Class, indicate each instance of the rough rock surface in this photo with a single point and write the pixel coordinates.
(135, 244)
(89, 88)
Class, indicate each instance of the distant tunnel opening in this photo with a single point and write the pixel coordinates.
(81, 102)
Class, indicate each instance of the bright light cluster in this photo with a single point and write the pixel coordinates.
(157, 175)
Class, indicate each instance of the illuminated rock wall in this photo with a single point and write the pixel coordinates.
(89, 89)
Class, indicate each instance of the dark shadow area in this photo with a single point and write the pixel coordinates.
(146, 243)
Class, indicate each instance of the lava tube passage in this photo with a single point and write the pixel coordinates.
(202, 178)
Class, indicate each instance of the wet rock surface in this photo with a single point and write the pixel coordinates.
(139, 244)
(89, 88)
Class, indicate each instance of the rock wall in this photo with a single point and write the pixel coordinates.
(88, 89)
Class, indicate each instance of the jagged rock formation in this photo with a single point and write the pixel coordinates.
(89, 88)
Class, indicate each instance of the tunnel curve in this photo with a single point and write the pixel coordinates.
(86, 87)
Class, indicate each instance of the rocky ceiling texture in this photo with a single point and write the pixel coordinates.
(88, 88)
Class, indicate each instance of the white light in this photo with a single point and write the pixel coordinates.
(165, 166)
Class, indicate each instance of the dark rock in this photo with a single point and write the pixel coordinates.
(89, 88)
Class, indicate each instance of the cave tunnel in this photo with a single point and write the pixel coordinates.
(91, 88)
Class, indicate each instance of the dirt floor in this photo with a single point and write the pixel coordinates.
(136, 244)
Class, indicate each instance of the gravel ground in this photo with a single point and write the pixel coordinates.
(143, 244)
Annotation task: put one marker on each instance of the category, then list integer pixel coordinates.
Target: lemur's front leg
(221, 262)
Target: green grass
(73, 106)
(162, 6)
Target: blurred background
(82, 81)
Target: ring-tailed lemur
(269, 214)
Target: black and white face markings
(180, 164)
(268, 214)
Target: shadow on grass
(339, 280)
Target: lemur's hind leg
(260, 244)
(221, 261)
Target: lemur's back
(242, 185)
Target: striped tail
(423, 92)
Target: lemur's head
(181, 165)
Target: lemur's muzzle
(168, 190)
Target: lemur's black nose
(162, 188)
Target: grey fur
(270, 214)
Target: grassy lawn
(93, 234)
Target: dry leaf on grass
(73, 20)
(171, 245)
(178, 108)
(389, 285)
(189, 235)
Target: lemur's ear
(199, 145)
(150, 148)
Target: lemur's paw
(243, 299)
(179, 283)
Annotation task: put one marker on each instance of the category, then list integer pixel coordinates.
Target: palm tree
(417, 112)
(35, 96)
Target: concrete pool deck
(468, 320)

---

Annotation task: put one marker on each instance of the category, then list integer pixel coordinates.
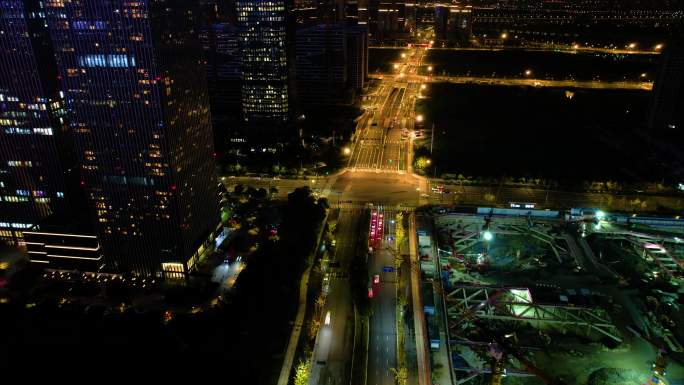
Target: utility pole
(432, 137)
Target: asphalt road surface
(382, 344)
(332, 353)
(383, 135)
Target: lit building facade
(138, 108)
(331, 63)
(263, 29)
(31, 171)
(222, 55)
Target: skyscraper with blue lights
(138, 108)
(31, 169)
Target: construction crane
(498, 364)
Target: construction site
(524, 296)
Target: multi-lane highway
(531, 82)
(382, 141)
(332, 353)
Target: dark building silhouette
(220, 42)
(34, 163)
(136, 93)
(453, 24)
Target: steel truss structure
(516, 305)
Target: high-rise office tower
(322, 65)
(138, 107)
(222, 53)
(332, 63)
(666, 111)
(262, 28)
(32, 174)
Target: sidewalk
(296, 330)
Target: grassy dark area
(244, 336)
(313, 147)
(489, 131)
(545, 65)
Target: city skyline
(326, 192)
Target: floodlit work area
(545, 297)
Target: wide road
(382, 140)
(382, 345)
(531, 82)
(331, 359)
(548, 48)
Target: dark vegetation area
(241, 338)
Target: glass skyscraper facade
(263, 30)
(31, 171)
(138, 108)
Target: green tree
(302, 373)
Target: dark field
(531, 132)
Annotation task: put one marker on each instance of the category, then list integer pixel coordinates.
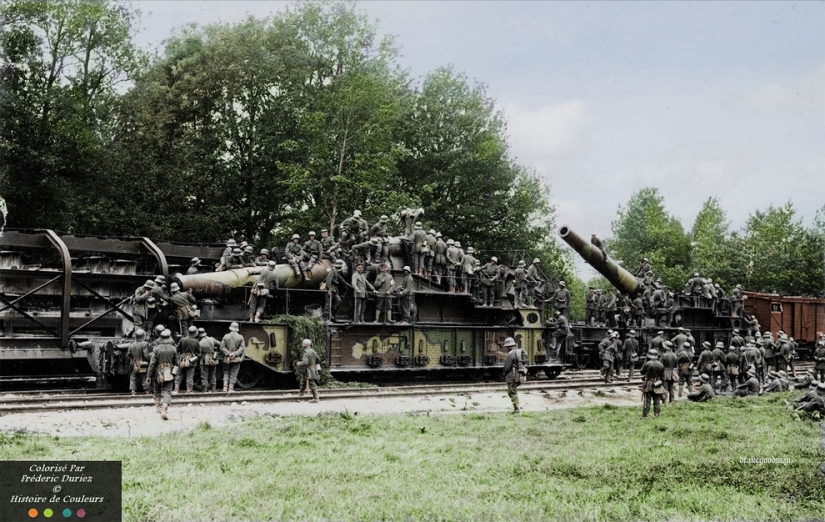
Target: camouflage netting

§ Task objective
Set down again, word for word, every line from the one with "Target: green tree" to the one with "Target: camouflage netting" in the entries above, and omit the pictures.

§ Answer box
Target: green tree
(302, 373)
Target: dark field
(531, 132)
Annotation task: put one marker on each instance of the category, then list integer pixel coordinates.
Target: camouflage netting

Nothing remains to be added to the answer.